* WHAT THE TASK REQUIRES: Report back every line in the data that includes the string "green".

Point localization data

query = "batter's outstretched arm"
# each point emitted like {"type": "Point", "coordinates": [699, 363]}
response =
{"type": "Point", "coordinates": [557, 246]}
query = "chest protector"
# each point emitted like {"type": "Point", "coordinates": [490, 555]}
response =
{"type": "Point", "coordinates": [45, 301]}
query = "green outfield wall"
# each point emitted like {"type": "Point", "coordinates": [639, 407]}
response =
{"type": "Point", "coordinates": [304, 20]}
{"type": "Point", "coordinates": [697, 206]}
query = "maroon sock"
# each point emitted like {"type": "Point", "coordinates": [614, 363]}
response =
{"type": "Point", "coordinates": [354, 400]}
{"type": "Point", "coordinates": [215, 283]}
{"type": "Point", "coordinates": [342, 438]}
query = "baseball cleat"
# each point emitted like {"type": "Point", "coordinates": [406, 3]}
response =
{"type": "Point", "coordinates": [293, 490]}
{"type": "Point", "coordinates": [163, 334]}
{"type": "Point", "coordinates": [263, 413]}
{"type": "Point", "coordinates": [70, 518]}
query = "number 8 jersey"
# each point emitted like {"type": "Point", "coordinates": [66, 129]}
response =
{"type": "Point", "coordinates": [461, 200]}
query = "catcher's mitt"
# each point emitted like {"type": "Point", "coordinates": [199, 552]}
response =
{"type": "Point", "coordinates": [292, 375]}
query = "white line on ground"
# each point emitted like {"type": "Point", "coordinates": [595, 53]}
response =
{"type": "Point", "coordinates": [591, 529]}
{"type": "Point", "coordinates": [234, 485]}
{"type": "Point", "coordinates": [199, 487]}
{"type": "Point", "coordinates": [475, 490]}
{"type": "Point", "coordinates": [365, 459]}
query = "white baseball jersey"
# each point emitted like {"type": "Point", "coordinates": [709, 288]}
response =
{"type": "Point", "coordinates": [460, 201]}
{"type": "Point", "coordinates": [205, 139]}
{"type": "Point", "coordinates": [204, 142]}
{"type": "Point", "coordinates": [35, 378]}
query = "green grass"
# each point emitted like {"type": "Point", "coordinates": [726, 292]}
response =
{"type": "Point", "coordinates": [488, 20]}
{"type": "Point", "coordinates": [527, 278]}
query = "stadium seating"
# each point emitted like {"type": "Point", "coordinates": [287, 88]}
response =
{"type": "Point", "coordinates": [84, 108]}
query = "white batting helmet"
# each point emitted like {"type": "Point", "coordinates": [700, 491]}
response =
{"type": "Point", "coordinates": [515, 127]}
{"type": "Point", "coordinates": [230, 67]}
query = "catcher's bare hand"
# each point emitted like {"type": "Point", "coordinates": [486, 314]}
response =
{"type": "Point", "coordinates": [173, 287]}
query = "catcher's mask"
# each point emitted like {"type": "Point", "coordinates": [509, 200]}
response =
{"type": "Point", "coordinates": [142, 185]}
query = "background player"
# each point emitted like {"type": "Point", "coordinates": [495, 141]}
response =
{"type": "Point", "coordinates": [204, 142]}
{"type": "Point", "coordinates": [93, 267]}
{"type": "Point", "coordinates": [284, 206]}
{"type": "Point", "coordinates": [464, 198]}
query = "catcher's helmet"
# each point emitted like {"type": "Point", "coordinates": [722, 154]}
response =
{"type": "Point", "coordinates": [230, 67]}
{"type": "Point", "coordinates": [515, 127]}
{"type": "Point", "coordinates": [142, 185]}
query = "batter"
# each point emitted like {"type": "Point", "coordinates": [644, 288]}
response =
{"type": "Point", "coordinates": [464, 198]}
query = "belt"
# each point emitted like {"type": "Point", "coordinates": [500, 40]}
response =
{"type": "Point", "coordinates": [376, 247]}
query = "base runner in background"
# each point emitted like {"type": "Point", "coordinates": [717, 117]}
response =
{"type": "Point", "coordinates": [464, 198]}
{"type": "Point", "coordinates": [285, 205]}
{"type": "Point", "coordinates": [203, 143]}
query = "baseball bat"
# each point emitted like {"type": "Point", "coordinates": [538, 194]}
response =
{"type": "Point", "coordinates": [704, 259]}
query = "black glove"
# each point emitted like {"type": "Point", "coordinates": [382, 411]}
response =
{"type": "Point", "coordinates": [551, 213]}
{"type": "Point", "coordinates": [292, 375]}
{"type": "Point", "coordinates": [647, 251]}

==

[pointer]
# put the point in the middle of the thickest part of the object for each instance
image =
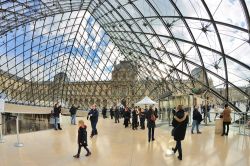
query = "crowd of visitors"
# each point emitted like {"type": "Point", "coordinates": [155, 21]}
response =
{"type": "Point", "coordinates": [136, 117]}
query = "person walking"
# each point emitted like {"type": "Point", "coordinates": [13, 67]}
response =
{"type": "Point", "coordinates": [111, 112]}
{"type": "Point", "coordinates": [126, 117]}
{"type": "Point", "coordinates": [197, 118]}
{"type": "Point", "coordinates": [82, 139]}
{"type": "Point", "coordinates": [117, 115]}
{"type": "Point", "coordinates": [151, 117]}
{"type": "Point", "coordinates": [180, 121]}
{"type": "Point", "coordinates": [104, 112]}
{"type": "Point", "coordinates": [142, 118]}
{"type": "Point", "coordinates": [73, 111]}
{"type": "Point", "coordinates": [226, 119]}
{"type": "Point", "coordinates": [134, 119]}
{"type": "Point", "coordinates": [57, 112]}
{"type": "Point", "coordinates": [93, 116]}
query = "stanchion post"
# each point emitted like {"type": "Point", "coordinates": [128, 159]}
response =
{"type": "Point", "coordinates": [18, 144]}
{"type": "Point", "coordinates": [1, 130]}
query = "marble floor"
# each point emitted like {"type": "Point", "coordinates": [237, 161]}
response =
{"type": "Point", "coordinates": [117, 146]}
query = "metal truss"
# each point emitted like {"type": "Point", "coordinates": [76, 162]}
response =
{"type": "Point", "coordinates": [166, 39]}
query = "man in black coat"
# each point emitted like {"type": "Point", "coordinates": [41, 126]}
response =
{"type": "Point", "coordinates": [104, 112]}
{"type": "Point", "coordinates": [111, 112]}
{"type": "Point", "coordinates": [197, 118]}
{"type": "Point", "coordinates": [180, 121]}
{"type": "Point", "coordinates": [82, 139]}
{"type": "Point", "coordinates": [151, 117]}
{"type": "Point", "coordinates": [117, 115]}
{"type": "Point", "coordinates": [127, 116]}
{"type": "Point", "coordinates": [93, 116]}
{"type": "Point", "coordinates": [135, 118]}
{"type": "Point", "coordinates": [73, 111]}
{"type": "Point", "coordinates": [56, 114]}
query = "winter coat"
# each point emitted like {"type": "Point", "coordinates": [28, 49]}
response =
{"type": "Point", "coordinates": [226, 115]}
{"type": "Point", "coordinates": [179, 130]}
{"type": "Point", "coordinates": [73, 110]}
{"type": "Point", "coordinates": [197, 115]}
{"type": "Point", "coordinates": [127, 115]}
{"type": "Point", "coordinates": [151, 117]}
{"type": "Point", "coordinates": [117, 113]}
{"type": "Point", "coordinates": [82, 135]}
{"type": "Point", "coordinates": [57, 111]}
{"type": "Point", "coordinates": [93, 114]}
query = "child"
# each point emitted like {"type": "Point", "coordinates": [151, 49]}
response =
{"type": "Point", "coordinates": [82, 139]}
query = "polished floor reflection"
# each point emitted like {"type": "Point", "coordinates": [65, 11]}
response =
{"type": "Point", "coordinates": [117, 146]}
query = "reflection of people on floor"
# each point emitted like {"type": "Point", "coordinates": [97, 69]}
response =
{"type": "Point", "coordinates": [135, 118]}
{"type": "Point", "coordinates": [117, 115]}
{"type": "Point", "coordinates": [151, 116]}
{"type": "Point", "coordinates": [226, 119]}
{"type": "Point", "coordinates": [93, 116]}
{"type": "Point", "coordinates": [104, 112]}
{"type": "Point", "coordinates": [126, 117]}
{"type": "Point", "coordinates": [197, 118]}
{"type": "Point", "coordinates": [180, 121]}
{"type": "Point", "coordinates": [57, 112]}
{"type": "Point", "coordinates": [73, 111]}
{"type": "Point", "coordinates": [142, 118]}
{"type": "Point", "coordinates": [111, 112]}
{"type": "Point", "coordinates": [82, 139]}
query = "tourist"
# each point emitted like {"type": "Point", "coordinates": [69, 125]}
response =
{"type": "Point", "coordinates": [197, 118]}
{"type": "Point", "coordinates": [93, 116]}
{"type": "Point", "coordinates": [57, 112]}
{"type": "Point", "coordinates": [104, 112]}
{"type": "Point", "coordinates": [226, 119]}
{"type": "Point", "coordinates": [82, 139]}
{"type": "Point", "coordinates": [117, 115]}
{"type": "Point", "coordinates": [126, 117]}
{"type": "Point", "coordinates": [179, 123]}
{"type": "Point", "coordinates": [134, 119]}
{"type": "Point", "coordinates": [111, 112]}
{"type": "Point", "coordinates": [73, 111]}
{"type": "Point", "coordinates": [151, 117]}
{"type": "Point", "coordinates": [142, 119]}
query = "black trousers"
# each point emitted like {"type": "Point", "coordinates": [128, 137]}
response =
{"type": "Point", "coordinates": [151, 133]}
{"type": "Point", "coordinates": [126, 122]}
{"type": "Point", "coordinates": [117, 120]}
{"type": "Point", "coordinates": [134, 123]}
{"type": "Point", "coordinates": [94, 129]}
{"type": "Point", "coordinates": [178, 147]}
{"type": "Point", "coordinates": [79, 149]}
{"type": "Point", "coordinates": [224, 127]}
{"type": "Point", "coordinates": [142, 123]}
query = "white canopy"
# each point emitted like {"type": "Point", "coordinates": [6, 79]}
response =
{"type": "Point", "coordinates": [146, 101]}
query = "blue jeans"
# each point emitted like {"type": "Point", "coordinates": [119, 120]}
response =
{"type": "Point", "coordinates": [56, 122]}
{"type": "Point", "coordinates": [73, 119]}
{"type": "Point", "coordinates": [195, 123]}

* REPLY TO THE EXERCISE:
query = "green outfield wall"
query = "green grass"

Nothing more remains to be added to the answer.